**DATA FOR THE TASK**
********************

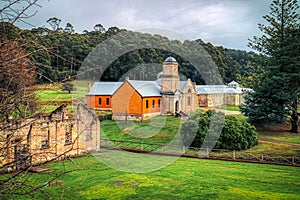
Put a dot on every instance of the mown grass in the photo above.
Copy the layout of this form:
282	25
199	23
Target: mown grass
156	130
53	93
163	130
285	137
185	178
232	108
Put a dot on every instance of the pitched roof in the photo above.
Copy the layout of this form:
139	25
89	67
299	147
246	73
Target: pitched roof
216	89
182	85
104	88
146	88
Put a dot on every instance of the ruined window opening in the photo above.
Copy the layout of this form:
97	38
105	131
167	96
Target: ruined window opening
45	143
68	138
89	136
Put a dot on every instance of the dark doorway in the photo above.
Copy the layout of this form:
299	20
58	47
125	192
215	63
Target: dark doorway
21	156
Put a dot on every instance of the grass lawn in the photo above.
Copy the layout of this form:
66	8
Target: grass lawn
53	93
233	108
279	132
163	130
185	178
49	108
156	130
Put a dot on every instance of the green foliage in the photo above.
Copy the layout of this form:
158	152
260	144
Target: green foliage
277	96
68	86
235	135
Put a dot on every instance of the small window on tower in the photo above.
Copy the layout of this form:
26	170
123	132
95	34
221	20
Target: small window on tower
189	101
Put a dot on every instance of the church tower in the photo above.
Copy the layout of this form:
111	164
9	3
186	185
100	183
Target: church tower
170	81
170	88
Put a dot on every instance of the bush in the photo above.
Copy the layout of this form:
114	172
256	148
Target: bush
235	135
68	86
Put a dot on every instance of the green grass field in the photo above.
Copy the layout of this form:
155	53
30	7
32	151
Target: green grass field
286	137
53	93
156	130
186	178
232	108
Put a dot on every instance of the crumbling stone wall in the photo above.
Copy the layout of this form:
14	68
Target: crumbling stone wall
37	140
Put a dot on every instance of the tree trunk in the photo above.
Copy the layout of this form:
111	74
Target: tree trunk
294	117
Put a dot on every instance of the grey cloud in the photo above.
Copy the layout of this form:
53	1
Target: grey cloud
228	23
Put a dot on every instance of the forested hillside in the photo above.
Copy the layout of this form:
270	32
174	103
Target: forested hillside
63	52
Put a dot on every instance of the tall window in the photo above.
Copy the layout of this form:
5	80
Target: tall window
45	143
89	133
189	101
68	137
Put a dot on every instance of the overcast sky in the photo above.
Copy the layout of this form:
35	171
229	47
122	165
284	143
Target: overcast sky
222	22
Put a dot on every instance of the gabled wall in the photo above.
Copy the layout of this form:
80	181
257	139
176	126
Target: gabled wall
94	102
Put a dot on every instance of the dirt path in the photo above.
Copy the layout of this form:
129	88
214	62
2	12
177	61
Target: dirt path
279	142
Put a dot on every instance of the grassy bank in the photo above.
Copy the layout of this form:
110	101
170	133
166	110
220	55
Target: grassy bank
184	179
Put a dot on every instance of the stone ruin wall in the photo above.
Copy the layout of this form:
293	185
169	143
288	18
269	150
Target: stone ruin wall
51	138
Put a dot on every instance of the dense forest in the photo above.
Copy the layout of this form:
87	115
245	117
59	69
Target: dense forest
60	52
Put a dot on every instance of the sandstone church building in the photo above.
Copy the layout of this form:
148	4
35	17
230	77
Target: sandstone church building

********************

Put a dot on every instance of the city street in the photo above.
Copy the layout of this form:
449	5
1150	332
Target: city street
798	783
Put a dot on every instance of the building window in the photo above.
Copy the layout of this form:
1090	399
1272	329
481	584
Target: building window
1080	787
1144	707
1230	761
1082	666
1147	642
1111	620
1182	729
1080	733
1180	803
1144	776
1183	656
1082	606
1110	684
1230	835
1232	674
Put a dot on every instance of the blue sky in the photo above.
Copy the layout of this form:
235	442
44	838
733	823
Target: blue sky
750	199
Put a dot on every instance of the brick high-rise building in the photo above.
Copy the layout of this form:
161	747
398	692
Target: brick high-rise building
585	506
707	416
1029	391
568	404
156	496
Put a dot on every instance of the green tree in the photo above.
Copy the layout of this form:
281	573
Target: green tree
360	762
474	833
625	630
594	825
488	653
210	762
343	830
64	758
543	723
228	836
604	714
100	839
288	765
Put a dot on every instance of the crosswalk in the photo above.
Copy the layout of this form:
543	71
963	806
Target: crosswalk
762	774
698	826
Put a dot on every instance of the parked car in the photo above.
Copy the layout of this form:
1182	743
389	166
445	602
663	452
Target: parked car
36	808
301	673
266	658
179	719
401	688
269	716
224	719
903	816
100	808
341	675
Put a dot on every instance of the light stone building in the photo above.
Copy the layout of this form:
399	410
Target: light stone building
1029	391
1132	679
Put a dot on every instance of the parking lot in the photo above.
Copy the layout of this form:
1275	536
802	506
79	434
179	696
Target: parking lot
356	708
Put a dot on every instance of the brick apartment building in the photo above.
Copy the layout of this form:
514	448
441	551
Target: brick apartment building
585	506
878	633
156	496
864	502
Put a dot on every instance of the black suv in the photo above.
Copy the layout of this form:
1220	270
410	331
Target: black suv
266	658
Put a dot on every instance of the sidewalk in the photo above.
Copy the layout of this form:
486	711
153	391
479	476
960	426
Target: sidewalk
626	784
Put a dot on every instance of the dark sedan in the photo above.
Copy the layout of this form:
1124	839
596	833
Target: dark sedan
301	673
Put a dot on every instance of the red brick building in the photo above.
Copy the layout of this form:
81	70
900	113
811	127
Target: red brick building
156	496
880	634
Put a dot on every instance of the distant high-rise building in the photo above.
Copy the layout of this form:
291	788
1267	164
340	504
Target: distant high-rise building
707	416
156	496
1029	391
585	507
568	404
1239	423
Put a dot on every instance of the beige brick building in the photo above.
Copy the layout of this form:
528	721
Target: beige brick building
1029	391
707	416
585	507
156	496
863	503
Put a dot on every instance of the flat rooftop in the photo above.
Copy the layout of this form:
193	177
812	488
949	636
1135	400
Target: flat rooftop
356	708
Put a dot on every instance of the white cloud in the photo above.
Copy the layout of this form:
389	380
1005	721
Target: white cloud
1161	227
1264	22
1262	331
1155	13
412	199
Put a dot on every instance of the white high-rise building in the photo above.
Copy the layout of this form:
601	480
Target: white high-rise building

********************

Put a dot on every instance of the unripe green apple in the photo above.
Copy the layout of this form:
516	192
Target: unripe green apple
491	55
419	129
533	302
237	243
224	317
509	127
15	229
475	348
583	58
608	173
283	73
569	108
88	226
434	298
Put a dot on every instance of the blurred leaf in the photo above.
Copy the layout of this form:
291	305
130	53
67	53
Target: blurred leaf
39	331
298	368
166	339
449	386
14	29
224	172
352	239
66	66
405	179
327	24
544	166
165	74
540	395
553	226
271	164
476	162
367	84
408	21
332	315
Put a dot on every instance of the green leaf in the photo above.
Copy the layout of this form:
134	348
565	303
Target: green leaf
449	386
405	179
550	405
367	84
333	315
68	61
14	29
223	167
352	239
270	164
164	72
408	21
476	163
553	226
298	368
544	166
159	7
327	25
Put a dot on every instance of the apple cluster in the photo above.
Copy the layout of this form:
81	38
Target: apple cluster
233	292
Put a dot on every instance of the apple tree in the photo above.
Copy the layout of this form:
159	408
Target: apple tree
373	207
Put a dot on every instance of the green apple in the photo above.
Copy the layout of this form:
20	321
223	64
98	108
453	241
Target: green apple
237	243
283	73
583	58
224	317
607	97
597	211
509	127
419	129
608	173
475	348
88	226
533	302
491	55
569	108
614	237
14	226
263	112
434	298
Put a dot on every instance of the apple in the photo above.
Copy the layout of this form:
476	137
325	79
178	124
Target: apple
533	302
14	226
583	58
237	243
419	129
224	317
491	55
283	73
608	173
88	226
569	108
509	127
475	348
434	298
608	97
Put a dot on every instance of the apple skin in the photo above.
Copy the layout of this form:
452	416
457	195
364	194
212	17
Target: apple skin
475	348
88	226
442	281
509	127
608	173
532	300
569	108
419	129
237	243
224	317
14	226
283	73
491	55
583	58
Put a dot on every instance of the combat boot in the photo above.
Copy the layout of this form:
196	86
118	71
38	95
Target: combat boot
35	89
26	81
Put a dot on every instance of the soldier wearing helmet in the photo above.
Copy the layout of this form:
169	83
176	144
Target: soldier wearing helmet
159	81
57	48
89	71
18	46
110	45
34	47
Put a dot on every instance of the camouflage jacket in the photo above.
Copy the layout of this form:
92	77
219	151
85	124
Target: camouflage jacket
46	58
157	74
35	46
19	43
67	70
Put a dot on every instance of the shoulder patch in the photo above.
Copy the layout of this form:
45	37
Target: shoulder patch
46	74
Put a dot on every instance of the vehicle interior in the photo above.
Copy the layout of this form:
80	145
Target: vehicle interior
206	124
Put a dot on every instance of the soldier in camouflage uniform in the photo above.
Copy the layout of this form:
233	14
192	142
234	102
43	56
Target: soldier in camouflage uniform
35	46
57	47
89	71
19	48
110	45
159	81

********************

Collect every line in the entries above that contains the word "boot", copying each one unchanged.

Put a dot on every instance of the combat boot in the photo above.
Target: combat boot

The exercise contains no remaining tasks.